Instruction: Copy the data below word for word, leaving out the pictures.

Excerpts from a dataset on pointing to objects:
....

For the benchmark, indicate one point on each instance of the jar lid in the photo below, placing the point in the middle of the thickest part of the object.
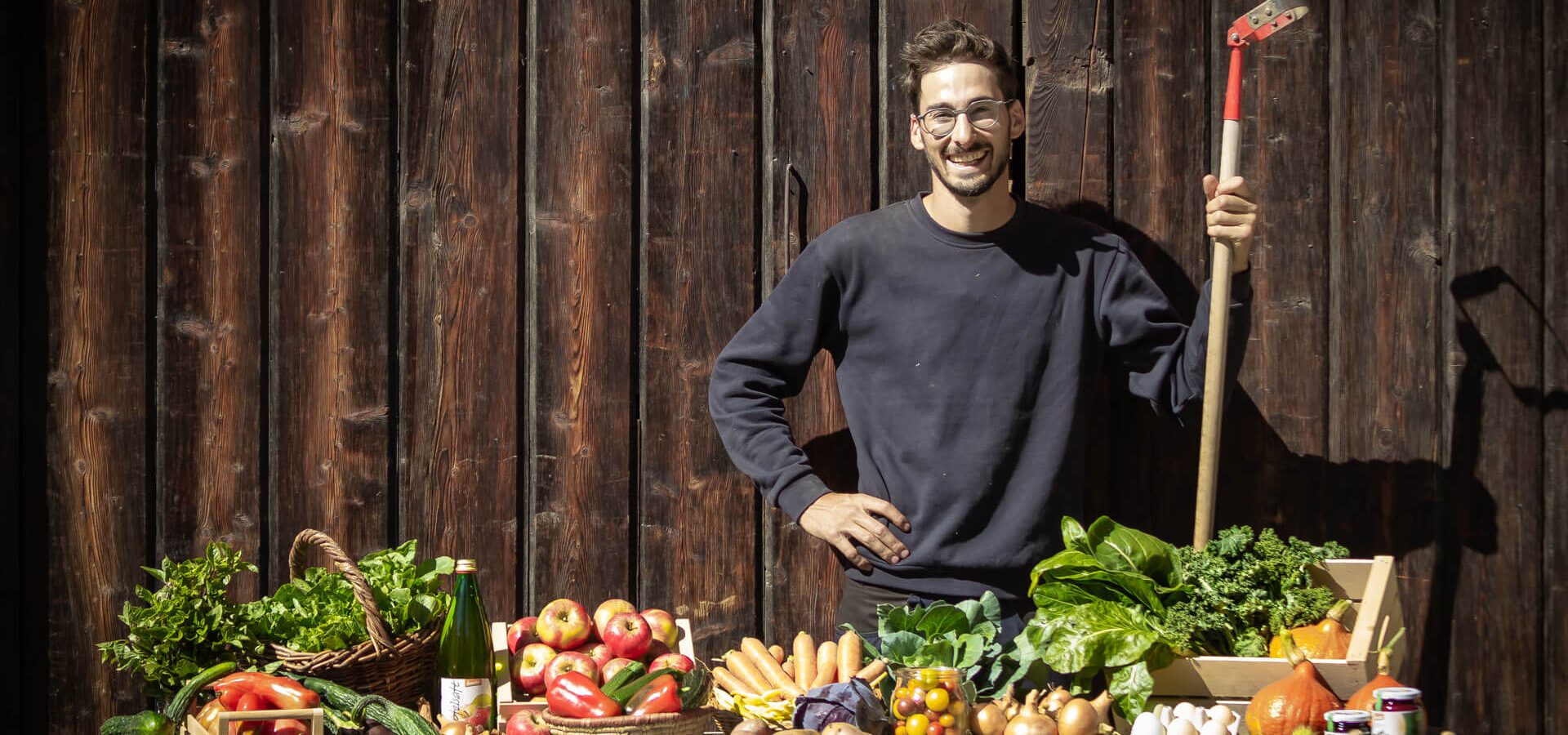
(1405, 693)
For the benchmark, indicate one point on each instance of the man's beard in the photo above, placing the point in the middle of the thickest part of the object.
(993, 165)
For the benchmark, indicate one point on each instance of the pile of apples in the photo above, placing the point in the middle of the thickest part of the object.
(565, 638)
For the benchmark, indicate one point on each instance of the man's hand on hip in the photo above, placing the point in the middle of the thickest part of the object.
(844, 519)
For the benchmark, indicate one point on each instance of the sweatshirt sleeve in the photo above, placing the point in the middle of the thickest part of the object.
(765, 363)
(1160, 358)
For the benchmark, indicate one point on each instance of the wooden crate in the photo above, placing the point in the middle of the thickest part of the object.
(313, 716)
(507, 704)
(1374, 615)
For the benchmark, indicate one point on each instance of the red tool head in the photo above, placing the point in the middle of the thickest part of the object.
(1263, 22)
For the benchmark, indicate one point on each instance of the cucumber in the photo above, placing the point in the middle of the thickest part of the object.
(695, 688)
(187, 695)
(141, 723)
(399, 719)
(626, 693)
(623, 677)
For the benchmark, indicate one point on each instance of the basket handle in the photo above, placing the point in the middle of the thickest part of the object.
(373, 622)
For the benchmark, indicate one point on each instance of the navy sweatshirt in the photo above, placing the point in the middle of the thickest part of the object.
(966, 364)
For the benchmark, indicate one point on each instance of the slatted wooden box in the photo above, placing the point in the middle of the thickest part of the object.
(1374, 615)
(507, 701)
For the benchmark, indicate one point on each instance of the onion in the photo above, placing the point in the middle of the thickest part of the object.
(1031, 723)
(1078, 718)
(988, 719)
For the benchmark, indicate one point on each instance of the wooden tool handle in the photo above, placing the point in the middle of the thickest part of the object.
(1214, 358)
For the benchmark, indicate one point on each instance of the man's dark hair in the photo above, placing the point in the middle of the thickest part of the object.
(952, 41)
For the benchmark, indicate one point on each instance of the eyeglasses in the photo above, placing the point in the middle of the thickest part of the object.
(942, 119)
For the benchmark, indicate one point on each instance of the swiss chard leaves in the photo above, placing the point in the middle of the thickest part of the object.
(960, 637)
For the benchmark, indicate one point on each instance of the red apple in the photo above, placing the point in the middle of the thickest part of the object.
(569, 660)
(627, 635)
(664, 626)
(564, 624)
(598, 651)
(521, 634)
(523, 723)
(673, 662)
(610, 670)
(528, 666)
(608, 608)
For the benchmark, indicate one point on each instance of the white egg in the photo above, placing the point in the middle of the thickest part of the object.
(1214, 728)
(1148, 723)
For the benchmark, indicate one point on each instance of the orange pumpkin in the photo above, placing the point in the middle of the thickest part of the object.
(1295, 701)
(1327, 638)
(1363, 697)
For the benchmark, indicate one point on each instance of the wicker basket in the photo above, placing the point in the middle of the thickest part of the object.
(400, 668)
(676, 723)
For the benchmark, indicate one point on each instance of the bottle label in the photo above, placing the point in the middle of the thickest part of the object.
(468, 699)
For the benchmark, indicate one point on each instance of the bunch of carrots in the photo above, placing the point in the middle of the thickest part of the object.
(758, 670)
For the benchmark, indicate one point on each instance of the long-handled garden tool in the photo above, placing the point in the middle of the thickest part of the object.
(1250, 29)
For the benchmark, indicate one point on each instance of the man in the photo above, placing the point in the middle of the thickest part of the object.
(969, 329)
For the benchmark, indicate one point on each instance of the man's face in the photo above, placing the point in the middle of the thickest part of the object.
(968, 160)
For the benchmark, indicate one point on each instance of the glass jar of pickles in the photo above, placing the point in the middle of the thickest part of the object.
(929, 701)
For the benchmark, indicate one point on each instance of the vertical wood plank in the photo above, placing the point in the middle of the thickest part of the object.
(458, 143)
(332, 262)
(1159, 154)
(1068, 82)
(700, 206)
(903, 170)
(1068, 68)
(1276, 419)
(209, 279)
(1554, 386)
(98, 354)
(823, 74)
(1385, 395)
(20, 54)
(1491, 204)
(581, 286)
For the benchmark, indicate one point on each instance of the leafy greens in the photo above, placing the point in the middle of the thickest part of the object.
(1125, 604)
(190, 622)
(185, 626)
(961, 637)
(320, 612)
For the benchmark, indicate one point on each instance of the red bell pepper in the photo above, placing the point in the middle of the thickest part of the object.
(659, 696)
(253, 702)
(574, 696)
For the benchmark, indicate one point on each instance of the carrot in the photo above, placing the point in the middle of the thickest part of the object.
(826, 665)
(804, 660)
(849, 656)
(741, 665)
(728, 680)
(768, 666)
(872, 671)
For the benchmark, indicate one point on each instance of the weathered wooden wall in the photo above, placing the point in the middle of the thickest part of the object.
(457, 271)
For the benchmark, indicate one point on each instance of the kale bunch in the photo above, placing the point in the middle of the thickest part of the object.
(1244, 590)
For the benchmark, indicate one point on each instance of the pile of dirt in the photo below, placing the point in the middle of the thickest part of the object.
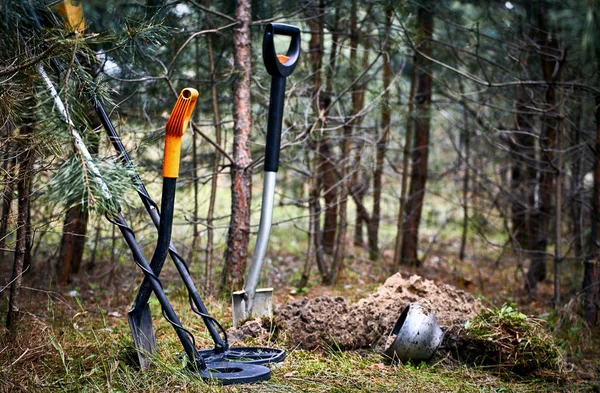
(331, 321)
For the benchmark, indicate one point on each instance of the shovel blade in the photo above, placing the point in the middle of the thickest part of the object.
(140, 323)
(262, 307)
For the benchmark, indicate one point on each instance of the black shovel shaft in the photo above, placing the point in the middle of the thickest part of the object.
(166, 306)
(164, 239)
(162, 246)
(145, 290)
(276, 104)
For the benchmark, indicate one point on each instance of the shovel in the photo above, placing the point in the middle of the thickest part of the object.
(253, 302)
(140, 318)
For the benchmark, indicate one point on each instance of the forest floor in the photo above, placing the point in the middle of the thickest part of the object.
(78, 339)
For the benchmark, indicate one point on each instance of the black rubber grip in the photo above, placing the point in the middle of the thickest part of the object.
(272, 63)
(276, 103)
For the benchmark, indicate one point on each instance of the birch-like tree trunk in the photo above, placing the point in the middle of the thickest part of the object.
(241, 171)
(420, 152)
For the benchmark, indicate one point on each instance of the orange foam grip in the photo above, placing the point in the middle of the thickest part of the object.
(176, 126)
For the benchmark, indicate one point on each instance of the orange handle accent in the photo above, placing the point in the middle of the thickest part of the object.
(176, 125)
(72, 13)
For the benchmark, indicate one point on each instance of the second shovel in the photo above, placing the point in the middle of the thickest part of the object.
(252, 301)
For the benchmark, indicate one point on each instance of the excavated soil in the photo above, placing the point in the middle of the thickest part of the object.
(331, 321)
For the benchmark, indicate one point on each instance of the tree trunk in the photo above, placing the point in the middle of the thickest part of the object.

....

The answer:
For the benchmark, indicate one point on each instance of the jar lid in the photo below, placing the point in the middle of the thickest part of the object.
(1405, 693)
For the benchmark, indicate one point on each instance of the man's beard in the photo above, placing the point in the middle of the thickest part of the object.
(993, 165)
For the benchmark, indicate one point on each instance of the pile of apples in the photo above, placing the point in the middle of the thickest part of the object.
(565, 638)
For the benchmark, indicate one point on each instance of the man's hand on hip in the photo above, placing the point in the middle of the thickest part of the object.
(844, 519)
For the benchmark, indicate one point on each instance of the sweatshirt sleeve in the photo above, placing the point in the middle of the thickest part of the object.
(765, 363)
(1160, 358)
For the benchmark, indicate one point on each instance of the wooden crate in the photo above, placing the point in the middle of the thickest part of the object.
(313, 716)
(507, 704)
(1374, 615)
For the benchmark, indicate one point on each instance of the red tool head in the photo above, placing the point in the middle of the thickest part of the object.
(1263, 22)
For the benchmark, indicate one point on each instance of the cucumber in the photo above, placing the point in the middle of the thickest part of the object.
(695, 688)
(187, 695)
(141, 723)
(399, 719)
(626, 693)
(623, 677)
For the benchmark, indicate one point on each instance of the basket handle in the photo above, placing the point in the middle of the thickest part of the object.
(373, 622)
For the benchmark, indicate one point on each instance of the navy sweatshirt in the photo above, placing the point in the middle of the thickest part of the object.
(966, 364)
For the benchmark, indicate one point on each instance of the slatted wooden box in the photo above, placing the point in the middle of the thickest part of the object.
(1374, 615)
(507, 701)
For the benchmark, indicate one point on each instance of the onion in the photo above, placing the point in the middle of the thickest part of the object.
(1031, 723)
(1078, 718)
(988, 719)
For the benchmark, indicate one point on each instance of the wooden tool handle in the photo above, placing the point in the middle of the thickest part of the object.
(1214, 358)
For the benchmark, indicate one point on each instance of the man's dark hair in the photo above, placing the point in the middle of the thickest part of the object.
(952, 41)
For the benchmark, indicate one point on each instance of the eyeglasses in the photo above, placing the point in the middle of the thickest part of the object.
(942, 119)
For the benchmark, indicate one point on each instance of the swiss chard leaves in the photo above, placing the point in the middle of the thickest part of the object.
(960, 637)
For the benchmark, indicate one point on each instance of the red apple in the photo above, placing the point in the middle of the thickest part of the object.
(569, 660)
(627, 635)
(664, 626)
(564, 624)
(598, 651)
(521, 634)
(523, 723)
(673, 662)
(610, 670)
(528, 666)
(608, 608)
For the benchmark, indicate one point on each instance of the white egg in the photo above, placing the point in the middle of the thickest part of the object.
(1214, 728)
(1148, 723)
For the benchmark, indicate one point on each instance of the orange pumpkin in the photo above, placing the point in the middle of the thickest part of the object.
(1295, 701)
(1327, 638)
(1363, 697)
For the benchmark, indicate one point on each instance of the wicker basket in the photo above, placing the point in the middle of the thickest part of the object.
(400, 668)
(676, 723)
For the benchmark, indicate one point on each instance of the bottle label in the photo above, placing the point in the middle of the thickest part of the object.
(468, 699)
For the benchmark, indicate one point on each instance of the bunch of carrots in the photo above, placing the point in the middle of the thickest part of the object.
(758, 670)
For the benchmark, indicate one point on each instance of the long-handled garden tool in the photo above, placing the point in the middle of the thickest part of the object.
(1250, 29)
For the benchmark, indicate one point on each instance of the man in the photo above, placing the point in the middle of the thickest part of the object.
(969, 329)
For the benchmark, indicate one point on each instance of the man's face in the photo above, placing the point in the middle of the thickest part of the object.
(968, 160)
For the benchmark, indicate one point on each instance of the glass jar of pickles in the photo above, placing the point in the middle of the thickest part of the object.
(929, 701)
For the benchmark, indicate one point on each instance of the vertical wood plank in the photo above, placing the point in the middle of the thickest part of the object.
(458, 143)
(332, 262)
(1159, 154)
(1068, 82)
(700, 206)
(903, 170)
(1068, 68)
(1276, 419)
(209, 279)
(1554, 386)
(98, 354)
(823, 74)
(1385, 395)
(20, 54)
(1491, 204)
(581, 286)
For the benchmark, indicate one point on each instance of the leafy greens in the photo above, placing the point in the middle of the thickest part of the object.
(1125, 604)
(190, 622)
(185, 626)
(961, 637)
(320, 612)
For the benchmark, indicate one point on each instance of the red bell pepper in the photo above, placing the point in the middle of the thickest part of the object.
(659, 696)
(253, 702)
(574, 696)
For the benchmark, indicate one point on each instance of the carrot in the photo above, placing the point in the middle of the thickest part of the object.
(826, 665)
(804, 660)
(849, 656)
(741, 665)
(728, 680)
(768, 666)
(872, 671)
For the benchmark, indicate one point on each instance of the weathered wooden wall in the photo above, placing the point in the middle of the thickest part of the object.
(457, 271)
For the benchmark, indicate one point on each instance of the kale bunch in the photo above, placing the point in the middle of the thickest part of the object.
(1244, 590)
For the benchmark, indicate one point on each instance of the pile of dirt in the photo below, placing the point in the middle of the thickest part of the object.
(331, 321)
For the benchmark, indicate one point on each instance of the shovel blade in the photo above, placing the point in the middle of the thickest part of the object.
(140, 323)
(262, 307)
For the benchmark, indicate one point on each instance of the black shovel shaft in the photo above, placing the point in the middle of the thickest part of the object.
(166, 306)
(164, 239)
(162, 246)
(145, 290)
(276, 104)
For the benchmark, indicate one point on each instance of the shovel in the photo above, placing the point in the middle of the thickest part of the object.
(253, 302)
(140, 318)
For the benchmark, indicate one point on each instance of the forest floor in the photo above, placing the point in the middle of the thickest part of the object.
(78, 339)
For the benchmark, indicate one point on each instance of the black rubber grip in the photo above, placing the point in the middle of the thickest part of the object.
(272, 63)
(276, 103)
For the benchmark, indicate one point on each instance of the birch-like tree trunk in the photo above, placing the point in the middle of the thickest part of the object.
(241, 171)
(420, 152)
For the benchmark, indicate one point on each instance of the orange foam grip in the photo above, placing the point in the middle of the thickest part of the object.
(176, 126)
For the benchmark, indicate one point on each instance of the orange handle accent in the photo above, placing the point in the middle of the thickest part of the object.
(176, 125)
(72, 13)
For the benchmark, indicate one point on each instance of the second shovel in the photo above, placing the point in the middle of the thickest part of the object.
(252, 301)
For the benchmark, indicate one point on each instance of the excavated soil in the photo above, placing the point in the middle of the thickest part of the object.
(331, 321)
For the benchmark, indicate one point on each instance of the tree trunk in the photo above, placing the point in the middle of the thickest part of the object.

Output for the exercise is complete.